[[ Dataset excerpts open ]]
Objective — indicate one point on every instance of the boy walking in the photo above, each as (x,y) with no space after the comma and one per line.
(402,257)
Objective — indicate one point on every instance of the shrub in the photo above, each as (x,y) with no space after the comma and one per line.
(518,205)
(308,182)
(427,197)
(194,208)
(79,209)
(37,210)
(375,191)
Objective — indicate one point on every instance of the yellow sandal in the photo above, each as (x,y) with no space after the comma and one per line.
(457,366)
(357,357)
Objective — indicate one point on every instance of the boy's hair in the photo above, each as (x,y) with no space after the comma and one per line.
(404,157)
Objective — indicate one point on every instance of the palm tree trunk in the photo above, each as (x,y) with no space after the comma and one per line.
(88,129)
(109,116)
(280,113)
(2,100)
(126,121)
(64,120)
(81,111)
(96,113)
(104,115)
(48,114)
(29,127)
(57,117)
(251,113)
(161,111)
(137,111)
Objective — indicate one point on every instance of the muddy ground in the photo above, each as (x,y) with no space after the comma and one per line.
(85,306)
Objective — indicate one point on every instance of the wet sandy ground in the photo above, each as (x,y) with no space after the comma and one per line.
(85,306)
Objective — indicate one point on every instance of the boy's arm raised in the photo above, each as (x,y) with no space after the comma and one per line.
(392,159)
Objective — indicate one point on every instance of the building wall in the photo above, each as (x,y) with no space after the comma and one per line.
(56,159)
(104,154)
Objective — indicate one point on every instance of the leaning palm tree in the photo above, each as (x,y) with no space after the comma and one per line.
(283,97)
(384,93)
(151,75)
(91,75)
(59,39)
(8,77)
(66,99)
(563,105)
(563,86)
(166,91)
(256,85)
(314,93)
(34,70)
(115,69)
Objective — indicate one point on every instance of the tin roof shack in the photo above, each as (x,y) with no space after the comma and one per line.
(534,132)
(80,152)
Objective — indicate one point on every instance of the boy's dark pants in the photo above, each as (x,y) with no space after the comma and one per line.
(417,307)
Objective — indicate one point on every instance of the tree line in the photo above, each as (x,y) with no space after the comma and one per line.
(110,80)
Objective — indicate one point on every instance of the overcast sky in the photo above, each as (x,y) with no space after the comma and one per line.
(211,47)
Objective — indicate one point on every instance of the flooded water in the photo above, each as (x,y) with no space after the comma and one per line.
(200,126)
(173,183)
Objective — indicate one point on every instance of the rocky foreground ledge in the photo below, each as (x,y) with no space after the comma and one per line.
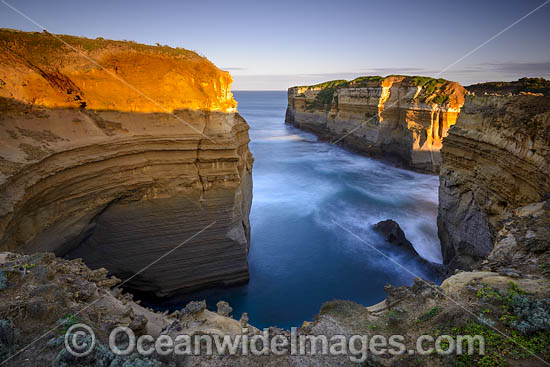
(120,163)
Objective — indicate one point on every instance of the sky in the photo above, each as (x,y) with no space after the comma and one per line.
(272,45)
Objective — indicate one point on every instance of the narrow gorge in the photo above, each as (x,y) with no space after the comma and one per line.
(128,165)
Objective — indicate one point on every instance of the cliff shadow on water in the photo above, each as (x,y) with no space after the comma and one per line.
(305,191)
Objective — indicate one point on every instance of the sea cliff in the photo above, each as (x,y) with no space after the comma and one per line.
(494,160)
(400,118)
(117,153)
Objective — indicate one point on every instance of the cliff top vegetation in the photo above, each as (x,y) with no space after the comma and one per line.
(526,85)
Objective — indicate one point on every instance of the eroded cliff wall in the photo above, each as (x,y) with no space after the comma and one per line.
(398,117)
(495,159)
(120,163)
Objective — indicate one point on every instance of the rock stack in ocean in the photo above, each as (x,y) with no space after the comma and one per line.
(494,160)
(396,117)
(123,162)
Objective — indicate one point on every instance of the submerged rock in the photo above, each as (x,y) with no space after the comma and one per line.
(392,233)
(224,309)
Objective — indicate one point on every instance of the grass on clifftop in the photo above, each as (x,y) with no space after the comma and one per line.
(527,85)
(432,89)
(43,46)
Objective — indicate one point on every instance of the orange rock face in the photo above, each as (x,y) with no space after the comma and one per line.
(42,70)
(120,165)
(397,116)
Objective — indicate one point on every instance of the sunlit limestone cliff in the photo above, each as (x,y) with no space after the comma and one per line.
(494,160)
(397,117)
(118,152)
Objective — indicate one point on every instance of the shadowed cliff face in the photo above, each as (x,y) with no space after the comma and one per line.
(91,168)
(398,117)
(495,159)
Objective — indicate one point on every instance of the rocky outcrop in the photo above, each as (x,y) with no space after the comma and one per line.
(118,153)
(495,159)
(396,117)
(394,235)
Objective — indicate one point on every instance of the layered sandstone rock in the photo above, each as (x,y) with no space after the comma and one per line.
(118,153)
(398,117)
(495,159)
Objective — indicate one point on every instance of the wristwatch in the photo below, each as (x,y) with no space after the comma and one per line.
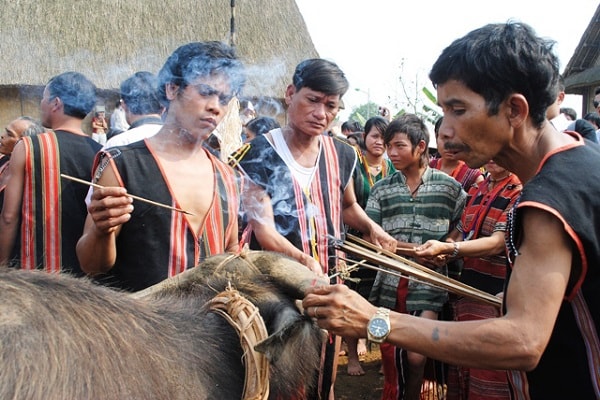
(379,326)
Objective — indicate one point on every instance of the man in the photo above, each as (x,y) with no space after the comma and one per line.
(43,215)
(596,101)
(142,109)
(562,121)
(349,127)
(494,86)
(414,204)
(134,245)
(13,132)
(301,191)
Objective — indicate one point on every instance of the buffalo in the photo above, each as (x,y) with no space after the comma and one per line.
(68,338)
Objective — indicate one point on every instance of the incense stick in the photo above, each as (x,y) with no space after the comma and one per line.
(95,185)
(399,264)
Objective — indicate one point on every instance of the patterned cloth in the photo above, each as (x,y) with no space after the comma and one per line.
(365,181)
(466,176)
(54,211)
(438,204)
(157,243)
(570,365)
(485,214)
(308,219)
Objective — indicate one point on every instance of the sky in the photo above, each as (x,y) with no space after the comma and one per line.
(376,41)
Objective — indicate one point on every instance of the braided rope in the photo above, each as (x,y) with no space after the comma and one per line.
(244,317)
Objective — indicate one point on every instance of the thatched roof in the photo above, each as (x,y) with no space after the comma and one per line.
(583,69)
(108,40)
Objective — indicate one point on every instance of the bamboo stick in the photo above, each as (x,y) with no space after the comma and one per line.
(95,185)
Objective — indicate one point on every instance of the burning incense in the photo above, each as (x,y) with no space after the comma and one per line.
(400,266)
(95,185)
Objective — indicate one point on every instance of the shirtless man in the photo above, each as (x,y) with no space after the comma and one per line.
(133,245)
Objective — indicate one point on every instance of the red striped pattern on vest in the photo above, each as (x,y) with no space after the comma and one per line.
(51,215)
(216,231)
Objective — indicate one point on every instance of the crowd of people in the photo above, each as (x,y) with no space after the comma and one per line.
(497,209)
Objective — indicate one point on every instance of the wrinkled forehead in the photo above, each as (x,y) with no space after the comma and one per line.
(199,71)
(217,81)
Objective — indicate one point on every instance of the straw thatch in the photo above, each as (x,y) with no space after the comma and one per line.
(108,40)
(582,74)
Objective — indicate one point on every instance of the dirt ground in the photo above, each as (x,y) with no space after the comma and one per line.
(366,387)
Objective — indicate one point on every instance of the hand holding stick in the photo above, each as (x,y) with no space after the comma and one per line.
(95,185)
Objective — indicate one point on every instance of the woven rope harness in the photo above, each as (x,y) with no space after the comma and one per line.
(244,317)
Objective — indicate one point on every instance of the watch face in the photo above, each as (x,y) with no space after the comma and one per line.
(378,327)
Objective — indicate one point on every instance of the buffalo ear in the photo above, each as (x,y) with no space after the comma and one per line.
(300,332)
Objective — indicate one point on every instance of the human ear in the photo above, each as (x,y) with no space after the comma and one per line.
(518,109)
(171,91)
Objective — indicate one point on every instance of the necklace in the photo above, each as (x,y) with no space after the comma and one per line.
(492,180)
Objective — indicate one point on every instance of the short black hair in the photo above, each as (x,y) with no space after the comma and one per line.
(75,91)
(320,75)
(199,59)
(497,60)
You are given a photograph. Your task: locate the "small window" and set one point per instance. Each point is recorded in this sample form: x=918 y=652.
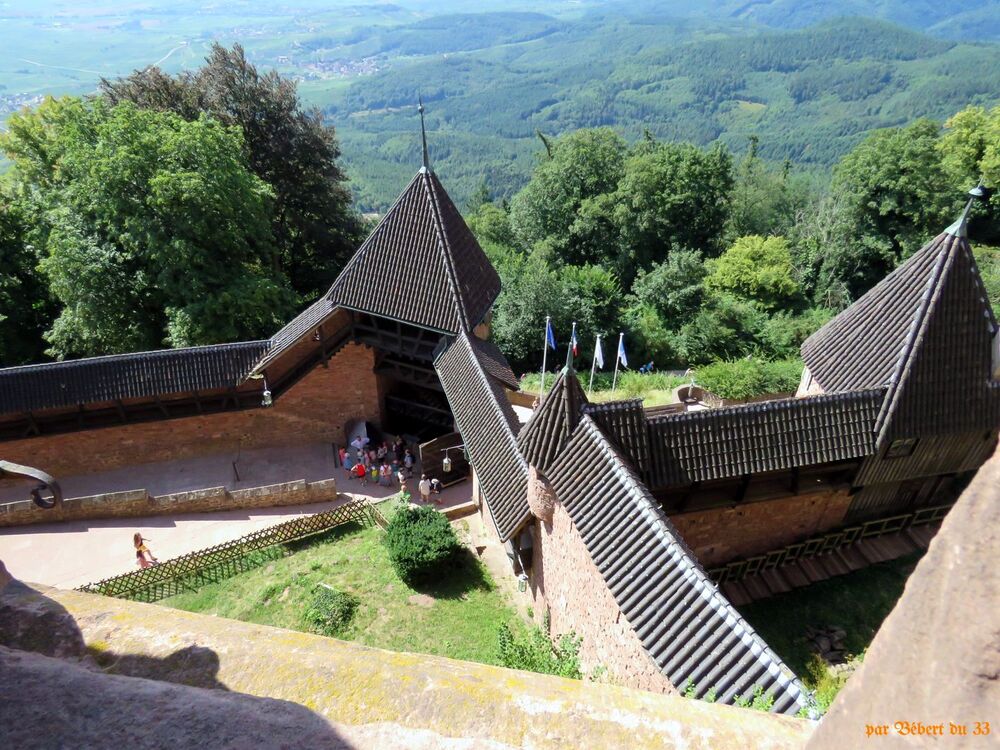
[[ Dataset excerpts closed ]]
### Directions for this task
Pictures included in the data should be dropped; everything else must be repeated exactly.

### Solution to this task
Objective — indicate one point on every instance of the boy walking in the photo above, each as (x,y) with no space after the comma and one per line.
(402,257)
Objective — indicate one point on every instance of the shrub in the photo above, each as (x,y) with no space after the comma and one per line.
(518,205)
(308,182)
(427,197)
(194,208)
(79,209)
(37,210)
(375,191)
Objective — indicate one point on every instance of the yellow sandal in the photo above, each as (x,y) with no space after the comma and one per line.
(457,366)
(357,357)
Objective — indicate one point on every instance of the boy's hair in the photo above, each as (x,y) with no space after the comma and one per line.
(404,157)
Objective — indicate one point on every instance of the palm tree trunk in the photo above, each as (x,y) with no space after the comma and one per line.
(88,129)
(109,116)
(280,113)
(2,100)
(126,121)
(64,120)
(81,111)
(96,113)
(104,115)
(48,114)
(29,127)
(57,117)
(251,113)
(161,111)
(137,111)
Objective — indicate one point on every instance of the muddy ground in the photo above, each as (x,y) with no space after the comma and one per line.
(85,306)
Objective — indicate one point on every instance of the wet sandy ground in the photo above, each as (x,y) with no space after the comma and one per line.
(85,306)
Objective — indicate one point on every instance of the boy's arm raised in the photo above, each as (x,y) with no space after the comma and one per line.
(392,159)
Objective — indicate one point on every instance of the building wall in the photo above, each as (x,y) with no space after the comma and one per line.
(56,159)
(104,154)
Objective — indicate one point on every instance of the leaning palm tree in the photo above, each as (x,y) with no space after the comma and one per line.
(283,97)
(384,93)
(151,75)
(91,75)
(59,39)
(8,77)
(66,99)
(563,105)
(563,86)
(166,91)
(256,85)
(314,93)
(34,70)
(115,69)
Objective — indicate one point on every instance of the tin roof shack in the photo above, each as (x,y) with no space after the comma and one per line.
(534,132)
(80,152)
Objective — indicate one point on every instance of the boy's dark pants in the photo above, each as (x,y) with no space after the comma and one per line.
(417,307)
Objective — indicate one point on every instance of the tree line in the photo above, each as (x,y) with no space after the comma and one per line.
(110,80)
Objective — indicate one point on every instance of the overcast sky in the photo above, each as (x,y) with no space after the comma and one per line.
(211,47)
Objective — indicate one point on every instance of the flooded water in the photo above, each as (x,y) with no space after the comma and one per line.
(200,126)
(173,183)
Objective — indicate one point on every instance of the rocky foreground ledge in the photo below, each as (x,y) with no space after the comma and one per line.
(120,163)
Objective — indicate one point on every instance of the sky in the photo above, each as (x,y) with no space after the comma and one per line.
(272,45)
Objective — indicate one point on every instance of the narrow gorge in the photo above, each as (x,y) with no space after the comma and one per line.
(128,165)
Objective — indicate one point on every instance of the cliff shadow on water in the photo above, each as (x,y) with no space after the comma and one per line.
(305,191)
Objective — indicate one point on every instance of the sea cliff in the photo above, each as (x,y) with no space after the comma and one per line.
(494,160)
(400,118)
(117,153)
Objective — indicate one point on every instance of the cliff top vegetation in the photo above, each as (x,y) with no space after the comma and one per line.
(526,85)
Objective — indicate one point on every instance of the eroded cliff wall in the photo above, each as (x,y) with no space after the comma and one per line.
(398,117)
(495,159)
(120,163)
Objective — indicate one point on every instance of the rock stack in ocean in the photo above, each as (x,y) with no space after the comma and one per line.
(494,160)
(396,117)
(123,162)
Objective — indicate one point on every instance of the submerged rock in the photo above, each as (x,y) with no space after the comma and one per line.
(392,233)
(224,309)
Objective — indicate one point on every instance of the grass on clifftop in the photo above, each as (x,y) with no space after the comma and one per line.
(527,85)
(432,89)
(43,46)
Objective — indicate one point on every instance of the orange rock face in the photo above, each as (x,y) with no space after the comma and one per line.
(42,70)
(120,165)
(397,116)
Objective — indicate one point on every instance of the sunlit limestone cliff in the photo above, each as (x,y) with no space after the comma and one per line.
(494,160)
(397,117)
(118,152)
Objective — indicate one point on every instance of the shadowed cliff face in the photo above, each as (x,y) with no space after the comma and one per line.
(91,168)
(398,117)
(495,159)
Objective — indicate one point on every instance of the rocky outcrop in the photo above, each as (x,y) with no space after the comma and one per line.
(118,153)
(495,159)
(396,117)
(394,235)
Objective — indicate one point on every instance of the layered sandstone rock in the photo above, each as (x,y) with no space after the comma and one per line.
(118,153)
(398,117)
(495,159)
Objective — indicate one point on every instance of the wristwatch in the photo below, each as (x,y) with no space after the comma and one per line.
(379,326)
Objective — indicate one point on every instance of the man in the photo above, each as (x,y) with no space after the comma and one per line.
(43,215)
(596,101)
(142,109)
(562,121)
(349,127)
(494,86)
(414,204)
(134,245)
(13,132)
(301,191)
Objective — indicate one point on every instance of the buffalo in the photo above, each as (x,y) with no space after the comma and one per line.
(68,338)
Objective — indicate one point on every instance of the incense stick in the photo above, each as (x,y) with no space after the comma and one per line.
(95,185)
(399,264)
Objective — indicate one point on every instance of the patterned cloth in the photo above, each as (x,y) with no space after the comma and one per line.
(365,181)
(466,176)
(54,211)
(438,204)
(157,243)
(570,365)
(485,214)
(308,219)
Objective — indicate one point on every instance of the sky in the photo above, each as (x,y) with no space after the comma and one per line.
(376,41)
Objective — indicate one point on every instance of the braided rope in the photo above, each as (x,y) with no space after the comma and one per line.
(244,317)
Objective — indicate one point on every instance of the thatched roof in the photo above, each as (x,y) with no space after the comma and one per line.
(583,69)
(108,40)
Objective — indicate one point on every instance of the bamboo stick in the photo above, each as (x,y) with no space after the comma and one per line.
(95,185)
Objective — indicate one point on every instance of the burning incense in the photo above, each as (x,y) with no space after the comma and one per line.
(400,266)
(95,185)
Objective — indicate one point on every instance of the shirtless man in the photo above, each as (x,y) with no space after the comma and one per line.
(133,245)
Objective — indicate one point on every instance of the red striped pattern on vest in the photo above, each as (x,y) with no space after the comma and one per line.
(51,215)
(216,231)
Objective — indicate one point on every instance of the crowd of people in the photo above, each as (x,y) with no space after the comma and one per line.
(497,209)
Objective — indicate one point on every instance of the wrinkled forehead in the photo above, each as (x,y) with no space after the comma and one per line.
(199,71)
(217,81)
Objective — indicate one point on every instance of the straw thatch in the photo above, each as (x,y) with no space after the comma and one per line.
(108,40)
(582,74)
Objective — indicate one point on every instance of the dirt ground in the photo above, each as (x,y) with no space after the comma and one per line.
(366,387)
Objective — indicate one point on every instance of the hand holding stick in the photo above, each as (x,y) with no space after the comma and one per line.
(95,185)
Objective — indicate one point on every instance of the woven rope harness in the photo above, each as (x,y) with no space after the comma and one per line.
(244,317)
Objective — indicate one point on every instance of the watch face in the photo above, each as (x,y) with no space after the comma and one per line.
(378,327)
Objective — indicate one point on every instance of the buffalo ear in the photo above, each as (x,y) with no space after the comma and one per line.
(300,332)
Objective — indicate one point on every instance of the human ear in the photo above, each as (x,y) with no space after the comma and one per line.
(518,109)
(171,91)
Objective — indicate one point on every instance of the necklace in the photo above, each as (x,y) with no space after the comma and one per line.
(492,180)
Objective — indicate one point on every instance of the short black hair in the photo above, each as (x,y) with no space after the comma and one per line.
(75,91)
(320,75)
(199,59)
(497,60)
You are given a photograph. Your task: locate the "small window" and set one point per instance. Each point is recorded in this sample form: x=918 y=652.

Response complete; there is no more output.